THE INPUT:
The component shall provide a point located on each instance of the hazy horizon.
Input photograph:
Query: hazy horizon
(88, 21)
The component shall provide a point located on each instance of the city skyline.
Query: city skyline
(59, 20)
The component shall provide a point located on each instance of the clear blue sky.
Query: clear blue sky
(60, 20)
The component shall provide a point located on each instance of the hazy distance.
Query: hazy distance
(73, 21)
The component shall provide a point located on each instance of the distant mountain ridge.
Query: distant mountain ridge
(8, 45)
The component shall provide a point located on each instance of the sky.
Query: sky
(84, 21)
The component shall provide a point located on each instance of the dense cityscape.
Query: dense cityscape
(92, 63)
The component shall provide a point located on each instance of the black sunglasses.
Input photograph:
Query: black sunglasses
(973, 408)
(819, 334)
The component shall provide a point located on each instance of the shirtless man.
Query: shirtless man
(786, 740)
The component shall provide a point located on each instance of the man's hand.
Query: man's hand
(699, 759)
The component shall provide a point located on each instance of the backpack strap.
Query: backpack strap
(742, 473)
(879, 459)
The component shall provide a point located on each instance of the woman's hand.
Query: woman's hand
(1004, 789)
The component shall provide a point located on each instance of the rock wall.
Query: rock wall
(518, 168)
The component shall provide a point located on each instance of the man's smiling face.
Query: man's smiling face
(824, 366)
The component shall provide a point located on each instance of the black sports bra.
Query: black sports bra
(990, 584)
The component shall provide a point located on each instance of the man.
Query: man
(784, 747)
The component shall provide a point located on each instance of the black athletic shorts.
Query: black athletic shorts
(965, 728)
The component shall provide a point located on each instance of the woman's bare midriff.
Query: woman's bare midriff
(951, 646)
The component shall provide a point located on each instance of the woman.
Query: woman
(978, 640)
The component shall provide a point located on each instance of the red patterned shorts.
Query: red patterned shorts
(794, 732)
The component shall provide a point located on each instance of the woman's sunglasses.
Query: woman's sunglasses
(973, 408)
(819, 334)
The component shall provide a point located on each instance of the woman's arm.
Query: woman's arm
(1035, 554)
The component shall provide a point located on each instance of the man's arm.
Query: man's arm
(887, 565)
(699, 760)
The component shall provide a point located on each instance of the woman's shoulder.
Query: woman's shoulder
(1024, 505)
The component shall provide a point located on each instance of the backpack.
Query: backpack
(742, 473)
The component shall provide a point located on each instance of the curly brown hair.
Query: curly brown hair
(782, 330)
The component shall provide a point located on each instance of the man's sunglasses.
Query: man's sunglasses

SHORT EXERCISE:
Can you reproduce every one of the records above, word for word?

TASK ANSWER:
The component shall provide a point located on each instance of the hazy horizon.
Input photograph:
Query: hazy horizon
(88, 21)
The component shall provide a point located on each instance of the city skyline.
Query: city skyline
(59, 20)
The component shall provide a point located on each instance of the clear blue sky.
Query: clear blue sky
(60, 20)
The component shall provide a point located on each instance of the hazy distance.
Query: hazy distance
(73, 21)
The component shall provide a point located on each instance of the distant mountain ridge.
Query: distant mountain ridge
(8, 45)
The component shall provide a point located on each instance of the sky.
Query: sky
(84, 21)
The component shall provide a point located on each instance of the dense cityscape.
Query: dense cityscape
(92, 63)
The component shall provide a point located on each instance of the black sunglasses.
Input photograph:
Query: black sunglasses
(973, 408)
(819, 334)
The component shall provide a point located on each instance of the shirtless man.
Query: shirtless man
(786, 740)
The component shall provide a point located on each instance of the man's hand.
Query: man's hand
(699, 759)
The component shall provide a point located on each instance of the backpack strap.
Query: backpack strap
(742, 473)
(879, 459)
The component shall provide a point located on each instance of the woman's hand.
Query: woman's hand
(1004, 789)
The component shall provide a point located on each instance of the rock wall.
Query: rock wall
(518, 168)
The component shall provide a point located on each instance of the man's smiling face.
Query: man's smiling face
(824, 366)
The component shall provide a point located on each instance of the black sports bra.
Query: black sports bra
(990, 584)
The component shall provide a point located on each instance of the man.
Query: man
(784, 747)
The component shall provide a point located on each instance of the black athletic shorts.
Query: black athletic shorts
(965, 728)
The component shall provide a point located on each instance of the woman's bare midriff.
Query: woman's bare midriff
(951, 646)
The component shall provide a point located on each instance of the woman.
Query: woman
(978, 640)
The component shall provide a point located on each instance of the red patterned shorts.
Query: red patterned shorts
(794, 732)
The component shall provide a point located on each instance of the woman's sunglasses.
Query: woman's sunglasses
(973, 408)
(819, 334)
The component shall provide a point located on each instance of the woman's arm.
Query: woman's arm
(1035, 554)
The component shall provide a point located on each instance of the man's arm.
Query: man's arm
(887, 565)
(699, 760)
The component shall provide a point located on each instance of the woman's shoulder.
Query: woman's shoulder
(1024, 505)
The component shall provide a point located on each instance of the backpack.
Query: backpack
(742, 473)
The component shall provide a point located on each instance of the curly brown hair.
Query: curly brown hair
(782, 330)
The component shall provide a point located on each instance of the man's sunglasses.
Query: man's sunglasses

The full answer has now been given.